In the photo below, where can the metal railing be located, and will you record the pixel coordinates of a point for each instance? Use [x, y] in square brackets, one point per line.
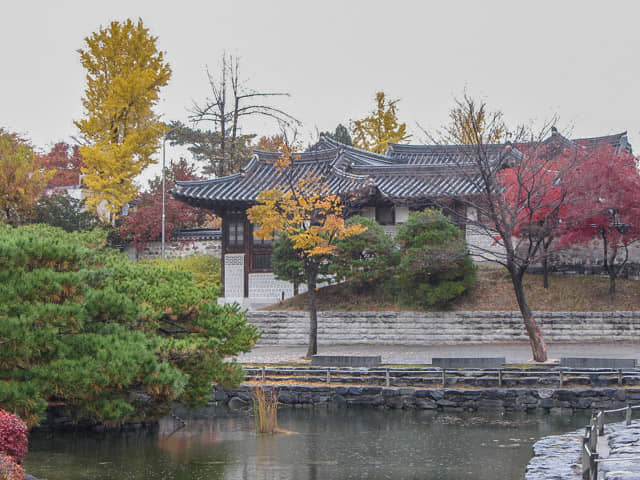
[590, 456]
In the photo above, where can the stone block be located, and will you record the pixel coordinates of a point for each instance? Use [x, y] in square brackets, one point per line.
[346, 360]
[468, 362]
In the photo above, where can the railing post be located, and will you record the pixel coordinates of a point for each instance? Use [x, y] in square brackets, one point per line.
[586, 458]
[600, 421]
[593, 466]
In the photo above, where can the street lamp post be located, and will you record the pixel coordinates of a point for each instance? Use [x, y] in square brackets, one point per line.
[164, 141]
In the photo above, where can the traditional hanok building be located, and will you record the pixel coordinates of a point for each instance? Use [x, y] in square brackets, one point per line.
[385, 187]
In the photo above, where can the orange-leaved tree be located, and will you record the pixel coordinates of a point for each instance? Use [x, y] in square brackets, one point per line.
[21, 179]
[311, 217]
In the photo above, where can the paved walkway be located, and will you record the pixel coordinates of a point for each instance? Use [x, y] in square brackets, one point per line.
[402, 354]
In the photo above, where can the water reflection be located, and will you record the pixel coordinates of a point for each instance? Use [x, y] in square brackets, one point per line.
[324, 444]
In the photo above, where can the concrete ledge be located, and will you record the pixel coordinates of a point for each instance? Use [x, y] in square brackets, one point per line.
[468, 362]
[585, 362]
[346, 360]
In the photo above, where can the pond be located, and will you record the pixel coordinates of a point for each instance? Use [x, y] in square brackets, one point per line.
[319, 444]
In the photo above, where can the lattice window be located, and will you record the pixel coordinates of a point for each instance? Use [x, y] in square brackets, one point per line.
[236, 233]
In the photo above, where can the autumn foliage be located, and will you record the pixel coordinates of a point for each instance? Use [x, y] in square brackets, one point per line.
[13, 436]
[10, 469]
[606, 206]
[21, 182]
[310, 216]
[66, 163]
[125, 72]
[144, 224]
[380, 127]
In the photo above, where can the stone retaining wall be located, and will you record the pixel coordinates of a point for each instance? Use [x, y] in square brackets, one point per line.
[443, 328]
[508, 399]
[177, 248]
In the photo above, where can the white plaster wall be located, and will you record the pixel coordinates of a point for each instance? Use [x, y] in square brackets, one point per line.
[265, 286]
[233, 276]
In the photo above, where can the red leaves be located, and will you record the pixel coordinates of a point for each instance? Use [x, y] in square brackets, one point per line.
[9, 469]
[145, 223]
[66, 161]
[13, 436]
[606, 202]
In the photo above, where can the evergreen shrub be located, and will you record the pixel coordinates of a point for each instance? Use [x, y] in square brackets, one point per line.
[435, 267]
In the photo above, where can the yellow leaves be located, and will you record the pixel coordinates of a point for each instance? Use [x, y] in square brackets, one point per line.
[381, 127]
[307, 214]
[125, 72]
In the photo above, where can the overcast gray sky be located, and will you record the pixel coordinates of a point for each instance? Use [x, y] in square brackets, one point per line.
[532, 60]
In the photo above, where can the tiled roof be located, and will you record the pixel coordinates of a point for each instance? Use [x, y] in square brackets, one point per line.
[618, 140]
[441, 154]
[406, 173]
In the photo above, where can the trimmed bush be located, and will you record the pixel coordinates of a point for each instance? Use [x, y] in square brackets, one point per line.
[435, 267]
[365, 260]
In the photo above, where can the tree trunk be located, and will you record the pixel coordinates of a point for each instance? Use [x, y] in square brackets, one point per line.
[312, 275]
[536, 339]
[612, 283]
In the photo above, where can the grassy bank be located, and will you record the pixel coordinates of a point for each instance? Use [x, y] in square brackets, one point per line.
[493, 291]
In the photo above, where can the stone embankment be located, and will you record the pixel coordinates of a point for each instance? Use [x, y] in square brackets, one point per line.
[555, 400]
[559, 456]
[443, 328]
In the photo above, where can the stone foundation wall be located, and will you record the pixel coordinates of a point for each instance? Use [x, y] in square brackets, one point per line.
[177, 248]
[443, 328]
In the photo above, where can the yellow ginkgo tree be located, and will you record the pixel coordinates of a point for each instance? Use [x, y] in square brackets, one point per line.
[304, 211]
[125, 72]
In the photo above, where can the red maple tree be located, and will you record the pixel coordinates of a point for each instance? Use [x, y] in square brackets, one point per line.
[606, 207]
[145, 223]
[537, 192]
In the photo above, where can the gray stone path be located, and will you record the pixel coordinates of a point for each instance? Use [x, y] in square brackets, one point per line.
[402, 354]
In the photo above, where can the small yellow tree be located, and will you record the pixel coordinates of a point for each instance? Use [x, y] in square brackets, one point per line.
[471, 124]
[125, 72]
[381, 127]
[21, 178]
[312, 218]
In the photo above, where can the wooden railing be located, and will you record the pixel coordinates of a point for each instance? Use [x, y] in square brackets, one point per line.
[432, 376]
[590, 456]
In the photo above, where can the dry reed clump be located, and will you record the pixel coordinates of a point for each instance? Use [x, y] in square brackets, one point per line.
[265, 409]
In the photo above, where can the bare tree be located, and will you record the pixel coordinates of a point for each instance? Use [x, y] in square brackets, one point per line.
[229, 103]
[519, 189]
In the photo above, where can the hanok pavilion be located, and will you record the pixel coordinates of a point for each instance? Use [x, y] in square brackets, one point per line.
[385, 187]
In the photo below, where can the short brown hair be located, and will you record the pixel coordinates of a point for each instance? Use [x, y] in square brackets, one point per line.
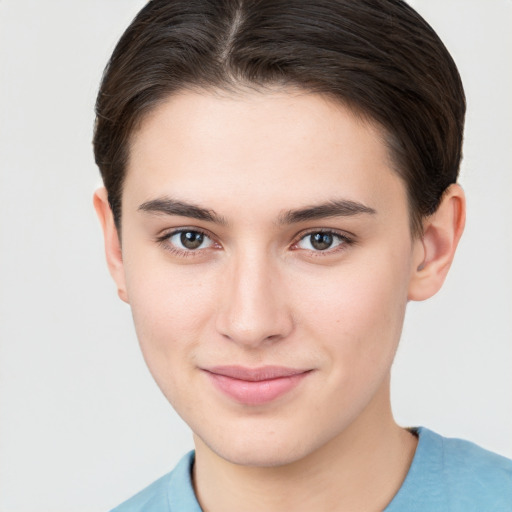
[379, 57]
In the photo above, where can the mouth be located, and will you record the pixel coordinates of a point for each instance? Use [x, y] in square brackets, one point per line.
[255, 386]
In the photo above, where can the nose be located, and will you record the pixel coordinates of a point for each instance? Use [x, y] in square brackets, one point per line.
[253, 308]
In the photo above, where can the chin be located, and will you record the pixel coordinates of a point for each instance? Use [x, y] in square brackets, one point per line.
[264, 453]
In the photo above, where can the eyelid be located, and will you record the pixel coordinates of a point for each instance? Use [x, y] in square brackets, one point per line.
[347, 238]
[163, 239]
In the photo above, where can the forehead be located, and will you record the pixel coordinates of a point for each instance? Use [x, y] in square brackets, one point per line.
[270, 148]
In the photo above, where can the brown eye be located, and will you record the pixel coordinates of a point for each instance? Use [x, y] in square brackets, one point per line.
[322, 241]
[189, 240]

══════════

## Direction
Exclude every picture and copy the remaining data exactly.

## Exercise result
In the photo below, where can the metal railing be located, and will you record the pixel coordinates of a point for each instance? Use [x, y] in square brackets, one point per line.
[590, 456]
In the photo above, where can the stone block be located, and will you record the pixel coordinates of a point for each instance? Use [x, y] in square brackets, one point per line.
[346, 360]
[468, 362]
In the photo above, where can the railing post be located, and will you record the pixel coordinates of a point for each instance? Use [x, y] in square brackets, one point per line.
[586, 458]
[600, 421]
[593, 466]
In the photo above, where can the street lamp post be located, and will you record the pixel coordinates of a point for each instance? Use [x, y] in square brackets, one point per line.
[164, 141]
In the photo above, where can the traditional hanok building be located, and will you record the pixel coordinates of a point for each instance? Use [x, y] in square brackets, one point per line.
[385, 187]
In the photo above, where can the orange-leaved tree be located, and will you record the pixel coordinates of a point for each instance? Use [x, y] in square brackets, one point per line.
[21, 179]
[311, 217]
In the photo above, where can the paved walkway be located, and will you record the pixel coordinates of a point for each instance? Use [x, y] in square brackets, one point per line.
[402, 354]
In the photo above, where can the water reflection be located, and will you record the pixel coordinates of a point for each instance? Use [x, y] in square brackets, one point per line.
[324, 444]
In the photo above, where can the concrete ledge be located, and will you record the pixel coordinates of a point for each instance? Use [x, y] in square brackets, one point per line.
[468, 362]
[585, 362]
[346, 360]
In the photo above, where can the pond be located, and will you record the pixel coordinates of a point for each instance? Use [x, y] in square brackets, one point per line.
[319, 444]
In the photo above, where can the lattice window be located, and will you record the pixel coordinates of a point for each instance? Use [x, y] in square brackets, one point per line.
[236, 233]
In the photo above, where can the autumn foliage be located, and will you record the pixel coordinates of a point for each instance? Use [x, y] in square brackets, one point per line.
[13, 436]
[10, 469]
[606, 206]
[21, 182]
[310, 216]
[66, 163]
[125, 72]
[144, 224]
[380, 127]
In the photo above, where can the stone retaining wall be located, and will you record the pixel coordinates of a point for each instance? Use [x, y] in square brackets, one point per line.
[443, 328]
[508, 399]
[177, 248]
In the photo above, where can the white plaster wall be located, and will you record the pixel coordinates of a point for each instance? Use [x, y] in square brackets, one point per line.
[265, 286]
[233, 276]
In the photo above, where can the red leaves be located, and will you record the pixel coordinates of a point for each instance? Use [x, y] in square brackets, one point per line.
[9, 469]
[145, 223]
[66, 161]
[13, 436]
[606, 202]
In the photo above, where can the evergreen shrub be located, and will you record the pixel coordinates of a point for each instance? Use [x, y] in square brackets, one point per line.
[435, 267]
In the photo above, where can the yellow leaves be located, and will you record the pixel coordinates of a point for each instance? Use [x, y] in square brackets, one point per line.
[381, 127]
[307, 214]
[125, 72]
In the photo above, where can the overcast gray sky be located, and will you record the pixel coordinates of a point for each instance? Use [x, y] in square brackets, one point per line.
[532, 60]
In the photo above, where can the tiled roof be located, and will you record the pixel coordinates of a point for each instance? Use [x, y] in square brackets, one point per line.
[618, 140]
[441, 154]
[406, 173]
In the photo above, where can the trimmed bush be located, and will you record the pixel coordinates of a point for each instance? Use [x, y] in square brackets, one point per line.
[435, 267]
[365, 260]
In the photo above, where can the tree trunk be located, and will you record the pixel coordinates of a point for each instance? Use [x, y] in square brackets, one point per line.
[312, 275]
[536, 339]
[612, 283]
In the photo above, where can the grassy bank be located, and will you record the pixel coordinates of a point for each instance? Use [x, y] in square brackets, one point per line.
[493, 291]
In the photo above, where can the stone embankment be located, and will you record the pixel coordinates of a point for each instance? Use [x, y] in square brackets, one point per line.
[555, 400]
[559, 456]
[443, 328]
In the photo above, where can the stone foundation wall be located, and will you record the pixel coordinates of a point for each instance? Use [x, y] in square brackets, one point per line.
[177, 248]
[443, 328]
In the photo above, where can the yellow ginkgo tree be located, and will you record the pixel coordinates of a point for each instance? Use [x, y] in square brackets, one point per line.
[304, 211]
[125, 72]
In the photo above, where can the red maple tree be located, and will you record the pixel coordinates of a point for each instance? Use [x, y] in square brackets, one point per line.
[606, 207]
[145, 223]
[537, 192]
In the photo above, where can the gray stone path be located, and will you record the pixel coordinates of a point for each instance? Use [x, y] in square brackets, one point per line.
[402, 354]
In the photo above, where can the small yellow tree be located, and will you record the pixel coordinates of a point for each instance? Use [x, y] in square brackets, one point per line.
[471, 124]
[125, 72]
[381, 127]
[21, 178]
[312, 218]
In the photo above, where can the wooden railing be located, and will you record the pixel coordinates of a point for each instance? Use [x, y] in square brackets, one point per line.
[432, 376]
[590, 456]
In the photo above, where can the dry reed clump be located, and will you record the pixel coordinates of a point for each instance? Use [x, y] in square brackets, one point per line.
[265, 409]
In the photo above, where can the bare tree be located, and will you record the pixel coordinates of a point for each instance? Use [x, y] in square brackets, one point per line.
[229, 103]
[519, 189]
In the photo above, where can the hanok pavilion be located, and will you record the pixel coordinates of a point for each instance? Use [x, y] in square brackets, one point per line.
[385, 187]
In the photo below, where can the short brown hair be located, and will you record the pixel coordinates of a point for each instance? Use [x, y] in square brackets, one point per line.
[379, 57]
In the photo above, where can the mouth be located, and will you record the pixel coordinates of a point for each instance? Use [x, y] in square brackets, one point per line.
[255, 386]
In the photo above, where can the nose be located, and will you record the pixel coordinates of a point for each instance? Use [x, y] in square brackets, one point per line.
[253, 308]
In the photo above, where can the chin be located, and will you record the pixel coordinates of a point for each instance? Use [x, y] in square brackets, one point per line.
[264, 453]
In the photo above, where can the eyelid be located, and will you record the pixel coordinates of a point for each instance? Use [x, y] in square brackets, one point per line.
[347, 238]
[163, 239]
In the photo above, where can the forehead be located, and will you record the pixel coordinates of a point for each instance? Use [x, y] in square brackets, one point per line.
[270, 148]
In the photo above, where can the brown eye be located, and will you record the pixel coordinates of a point for each instance? Use [x, y] in square brackets, one point per line.
[322, 241]
[189, 240]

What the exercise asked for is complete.